→ **Task brief**:
Count the lines in the material below that contain the string "jeans". Reply with the number only.

→ **Point labels for objects**:

==*==

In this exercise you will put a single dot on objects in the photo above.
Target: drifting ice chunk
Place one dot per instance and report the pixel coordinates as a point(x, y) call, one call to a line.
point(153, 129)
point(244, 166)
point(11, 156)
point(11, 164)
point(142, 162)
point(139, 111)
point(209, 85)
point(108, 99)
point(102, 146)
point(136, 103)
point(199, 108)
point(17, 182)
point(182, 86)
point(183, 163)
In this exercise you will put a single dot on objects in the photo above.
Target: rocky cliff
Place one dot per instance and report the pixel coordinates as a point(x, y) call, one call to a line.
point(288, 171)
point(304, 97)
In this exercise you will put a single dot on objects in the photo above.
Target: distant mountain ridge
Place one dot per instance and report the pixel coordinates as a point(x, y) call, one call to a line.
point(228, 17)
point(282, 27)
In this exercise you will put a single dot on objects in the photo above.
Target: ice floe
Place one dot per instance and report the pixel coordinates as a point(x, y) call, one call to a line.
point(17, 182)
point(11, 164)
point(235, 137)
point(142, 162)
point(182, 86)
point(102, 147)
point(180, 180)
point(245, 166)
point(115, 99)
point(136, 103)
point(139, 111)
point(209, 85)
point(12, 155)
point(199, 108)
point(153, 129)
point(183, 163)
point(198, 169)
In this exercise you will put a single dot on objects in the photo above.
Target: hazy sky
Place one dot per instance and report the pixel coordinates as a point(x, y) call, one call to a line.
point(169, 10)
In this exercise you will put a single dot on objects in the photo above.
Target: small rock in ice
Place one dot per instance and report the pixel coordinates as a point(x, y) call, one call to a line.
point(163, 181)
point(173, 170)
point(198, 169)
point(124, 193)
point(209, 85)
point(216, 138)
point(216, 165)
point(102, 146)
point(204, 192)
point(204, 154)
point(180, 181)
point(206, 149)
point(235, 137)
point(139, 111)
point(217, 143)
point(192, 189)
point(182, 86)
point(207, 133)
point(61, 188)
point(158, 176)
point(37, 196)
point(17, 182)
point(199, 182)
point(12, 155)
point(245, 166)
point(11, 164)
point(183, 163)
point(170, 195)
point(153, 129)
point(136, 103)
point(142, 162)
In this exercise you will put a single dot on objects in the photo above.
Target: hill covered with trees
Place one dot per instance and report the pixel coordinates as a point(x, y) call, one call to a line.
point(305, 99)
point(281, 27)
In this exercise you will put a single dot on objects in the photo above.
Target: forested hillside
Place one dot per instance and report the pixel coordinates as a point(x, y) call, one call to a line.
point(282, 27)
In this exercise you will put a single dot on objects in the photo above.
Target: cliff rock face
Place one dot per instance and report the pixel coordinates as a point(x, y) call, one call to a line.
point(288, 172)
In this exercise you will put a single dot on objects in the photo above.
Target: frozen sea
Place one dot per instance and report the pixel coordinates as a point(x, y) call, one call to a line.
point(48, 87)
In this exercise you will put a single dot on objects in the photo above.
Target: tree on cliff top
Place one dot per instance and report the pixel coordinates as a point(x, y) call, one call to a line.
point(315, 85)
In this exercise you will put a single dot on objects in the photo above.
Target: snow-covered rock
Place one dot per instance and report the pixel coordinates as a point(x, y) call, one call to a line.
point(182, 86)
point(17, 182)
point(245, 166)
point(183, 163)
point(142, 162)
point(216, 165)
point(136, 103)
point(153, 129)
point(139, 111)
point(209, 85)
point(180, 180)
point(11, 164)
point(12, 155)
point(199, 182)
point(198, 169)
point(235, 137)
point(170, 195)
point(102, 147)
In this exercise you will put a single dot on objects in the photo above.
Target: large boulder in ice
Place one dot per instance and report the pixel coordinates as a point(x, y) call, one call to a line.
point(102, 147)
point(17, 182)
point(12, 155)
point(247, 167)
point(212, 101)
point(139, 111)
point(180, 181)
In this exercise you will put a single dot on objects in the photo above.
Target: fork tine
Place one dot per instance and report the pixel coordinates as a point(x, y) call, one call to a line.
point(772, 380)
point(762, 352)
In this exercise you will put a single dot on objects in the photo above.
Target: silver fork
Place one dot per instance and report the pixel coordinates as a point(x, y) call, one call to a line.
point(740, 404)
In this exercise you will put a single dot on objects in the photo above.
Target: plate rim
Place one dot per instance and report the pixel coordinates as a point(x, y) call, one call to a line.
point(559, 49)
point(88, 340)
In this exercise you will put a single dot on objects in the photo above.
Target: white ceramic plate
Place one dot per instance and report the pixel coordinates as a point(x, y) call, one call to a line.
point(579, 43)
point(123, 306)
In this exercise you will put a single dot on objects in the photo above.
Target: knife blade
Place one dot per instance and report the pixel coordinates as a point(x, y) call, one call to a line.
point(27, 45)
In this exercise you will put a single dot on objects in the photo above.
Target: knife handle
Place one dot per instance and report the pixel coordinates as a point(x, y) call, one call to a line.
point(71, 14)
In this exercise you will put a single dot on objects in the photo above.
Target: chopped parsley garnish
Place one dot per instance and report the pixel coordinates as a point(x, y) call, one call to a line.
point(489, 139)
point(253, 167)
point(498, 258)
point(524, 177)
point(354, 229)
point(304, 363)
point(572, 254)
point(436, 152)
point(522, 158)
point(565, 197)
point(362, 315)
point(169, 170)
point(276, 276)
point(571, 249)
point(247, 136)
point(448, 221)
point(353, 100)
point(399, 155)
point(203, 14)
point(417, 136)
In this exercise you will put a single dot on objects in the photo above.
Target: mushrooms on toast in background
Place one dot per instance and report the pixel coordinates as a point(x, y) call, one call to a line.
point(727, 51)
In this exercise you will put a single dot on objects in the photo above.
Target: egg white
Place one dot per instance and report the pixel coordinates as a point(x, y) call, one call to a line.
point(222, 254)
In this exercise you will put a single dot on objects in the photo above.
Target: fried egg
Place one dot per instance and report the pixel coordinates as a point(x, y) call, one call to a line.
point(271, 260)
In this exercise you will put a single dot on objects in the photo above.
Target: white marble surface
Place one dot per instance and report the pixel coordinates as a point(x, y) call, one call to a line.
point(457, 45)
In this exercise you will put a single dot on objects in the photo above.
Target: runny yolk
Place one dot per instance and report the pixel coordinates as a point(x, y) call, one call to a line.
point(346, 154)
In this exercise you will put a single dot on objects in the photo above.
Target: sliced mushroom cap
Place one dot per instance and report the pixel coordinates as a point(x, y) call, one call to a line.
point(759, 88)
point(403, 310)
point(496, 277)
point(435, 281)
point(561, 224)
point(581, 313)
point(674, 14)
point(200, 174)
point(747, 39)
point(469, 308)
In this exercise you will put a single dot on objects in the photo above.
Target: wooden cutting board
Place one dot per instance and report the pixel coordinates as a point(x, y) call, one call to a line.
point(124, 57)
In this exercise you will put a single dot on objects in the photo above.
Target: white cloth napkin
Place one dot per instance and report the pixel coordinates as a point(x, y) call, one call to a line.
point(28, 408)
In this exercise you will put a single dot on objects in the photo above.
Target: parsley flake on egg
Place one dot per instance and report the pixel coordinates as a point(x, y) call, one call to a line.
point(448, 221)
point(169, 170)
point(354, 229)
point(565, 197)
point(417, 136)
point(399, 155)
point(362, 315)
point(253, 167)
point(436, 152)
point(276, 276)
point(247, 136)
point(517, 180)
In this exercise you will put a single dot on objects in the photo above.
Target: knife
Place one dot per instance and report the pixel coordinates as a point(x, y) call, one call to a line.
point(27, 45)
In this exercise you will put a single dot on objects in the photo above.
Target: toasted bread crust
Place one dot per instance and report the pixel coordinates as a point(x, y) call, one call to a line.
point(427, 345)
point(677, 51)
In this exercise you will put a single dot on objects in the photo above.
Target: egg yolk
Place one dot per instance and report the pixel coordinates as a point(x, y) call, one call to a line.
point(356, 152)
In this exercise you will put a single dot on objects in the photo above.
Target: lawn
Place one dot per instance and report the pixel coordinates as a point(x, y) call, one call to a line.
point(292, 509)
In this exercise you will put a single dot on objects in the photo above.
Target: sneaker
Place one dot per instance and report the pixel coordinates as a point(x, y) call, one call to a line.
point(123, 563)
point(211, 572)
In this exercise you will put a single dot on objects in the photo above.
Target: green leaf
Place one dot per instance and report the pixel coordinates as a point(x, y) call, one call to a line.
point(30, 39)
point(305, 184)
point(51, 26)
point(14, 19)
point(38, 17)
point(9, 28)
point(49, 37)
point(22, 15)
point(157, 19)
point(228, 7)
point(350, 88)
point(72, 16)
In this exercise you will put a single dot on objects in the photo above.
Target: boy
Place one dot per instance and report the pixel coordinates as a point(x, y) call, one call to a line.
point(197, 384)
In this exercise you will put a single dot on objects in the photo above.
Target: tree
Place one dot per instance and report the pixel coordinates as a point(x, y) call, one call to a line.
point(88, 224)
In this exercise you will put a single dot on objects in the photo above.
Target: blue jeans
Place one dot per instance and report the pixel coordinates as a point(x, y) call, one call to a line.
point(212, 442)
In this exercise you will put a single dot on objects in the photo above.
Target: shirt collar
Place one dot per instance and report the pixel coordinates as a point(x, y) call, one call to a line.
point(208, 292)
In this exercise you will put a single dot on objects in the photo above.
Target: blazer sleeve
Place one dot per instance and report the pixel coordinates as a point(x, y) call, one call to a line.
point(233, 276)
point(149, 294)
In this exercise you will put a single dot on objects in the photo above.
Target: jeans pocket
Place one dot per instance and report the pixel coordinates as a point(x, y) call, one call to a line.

==*==

→ **Solved problem**:
2